___ EXERCISE INPUTS

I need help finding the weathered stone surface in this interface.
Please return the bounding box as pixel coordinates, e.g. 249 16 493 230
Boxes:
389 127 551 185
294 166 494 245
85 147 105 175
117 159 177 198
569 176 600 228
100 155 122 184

______

● **EXERCISE BRIEF**:
Pull every record above into your reply, reproducing each line without any change.

● **ANSWER TO THIS PROBLEM**:
I need help finding the weathered stone surface in this interface.
Please return the bounding box as pixel coordinates, e.g. 249 16 493 230
Boxes:
389 127 551 185
294 166 494 245
85 147 105 175
117 159 177 198
569 176 600 228
100 155 122 184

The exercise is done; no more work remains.